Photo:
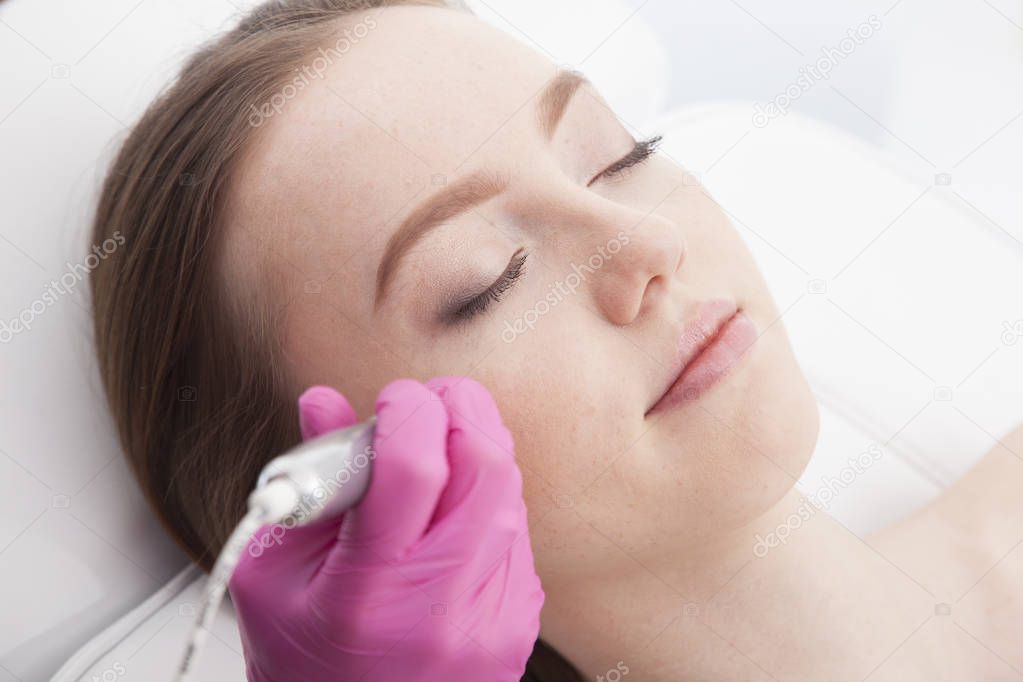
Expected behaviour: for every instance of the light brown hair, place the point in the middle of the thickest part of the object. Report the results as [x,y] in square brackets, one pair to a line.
[194,384]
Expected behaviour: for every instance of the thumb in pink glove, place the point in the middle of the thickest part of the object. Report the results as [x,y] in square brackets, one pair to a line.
[429,578]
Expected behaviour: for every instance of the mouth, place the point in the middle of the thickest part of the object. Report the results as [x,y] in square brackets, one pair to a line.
[711,345]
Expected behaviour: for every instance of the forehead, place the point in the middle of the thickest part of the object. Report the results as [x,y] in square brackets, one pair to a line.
[424,96]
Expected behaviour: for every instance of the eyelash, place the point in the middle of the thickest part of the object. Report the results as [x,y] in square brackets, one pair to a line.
[640,152]
[479,304]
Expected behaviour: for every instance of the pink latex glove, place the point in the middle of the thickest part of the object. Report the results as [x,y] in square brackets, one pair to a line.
[430,578]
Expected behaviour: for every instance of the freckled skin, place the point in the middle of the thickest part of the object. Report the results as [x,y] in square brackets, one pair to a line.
[630,517]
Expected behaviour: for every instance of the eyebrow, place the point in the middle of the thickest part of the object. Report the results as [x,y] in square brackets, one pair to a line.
[473,189]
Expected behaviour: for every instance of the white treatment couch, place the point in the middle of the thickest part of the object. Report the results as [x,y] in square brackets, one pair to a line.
[901,300]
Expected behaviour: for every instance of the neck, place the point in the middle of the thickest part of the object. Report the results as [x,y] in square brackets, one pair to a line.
[772,599]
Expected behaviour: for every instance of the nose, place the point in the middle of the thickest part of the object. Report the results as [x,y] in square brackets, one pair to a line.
[627,257]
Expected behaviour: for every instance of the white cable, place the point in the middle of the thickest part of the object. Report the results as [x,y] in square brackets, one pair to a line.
[269,504]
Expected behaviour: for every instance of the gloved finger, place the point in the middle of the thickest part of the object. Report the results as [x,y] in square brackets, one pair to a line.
[409,472]
[283,548]
[321,409]
[483,499]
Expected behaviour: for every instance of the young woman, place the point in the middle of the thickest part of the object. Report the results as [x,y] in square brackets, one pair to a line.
[345,193]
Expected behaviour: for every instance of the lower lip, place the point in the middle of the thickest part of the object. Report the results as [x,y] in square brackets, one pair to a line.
[715,361]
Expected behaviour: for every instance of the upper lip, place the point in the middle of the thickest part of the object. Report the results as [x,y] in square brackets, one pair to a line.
[696,334]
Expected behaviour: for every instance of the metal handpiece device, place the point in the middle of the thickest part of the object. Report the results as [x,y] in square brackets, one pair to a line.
[321,478]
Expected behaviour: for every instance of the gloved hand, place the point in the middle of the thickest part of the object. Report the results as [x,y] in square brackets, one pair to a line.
[430,578]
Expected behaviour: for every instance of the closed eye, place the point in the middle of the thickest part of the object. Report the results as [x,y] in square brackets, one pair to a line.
[640,152]
[476,305]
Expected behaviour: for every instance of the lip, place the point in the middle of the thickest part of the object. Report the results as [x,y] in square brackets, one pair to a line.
[710,346]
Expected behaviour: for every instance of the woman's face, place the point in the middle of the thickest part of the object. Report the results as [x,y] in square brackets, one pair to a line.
[439,154]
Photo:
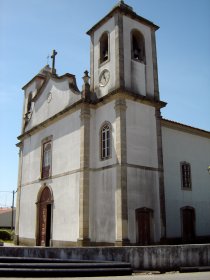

+--

Which lines in the items above contain the word "pink"? Find each one and copy it out in full.

Worked answer
Expected behaviour: for every instance of the thumb in pink glove, place the point in the middle of the thickest part of the object. Report the results as [x,y] in square brackets, one pair to a line.
Expected behaviour: for every instance of the pink latex glove, place the point in the middle of the thickest part of the object. Report the results as [x,y] in square brackets, one pair to a line.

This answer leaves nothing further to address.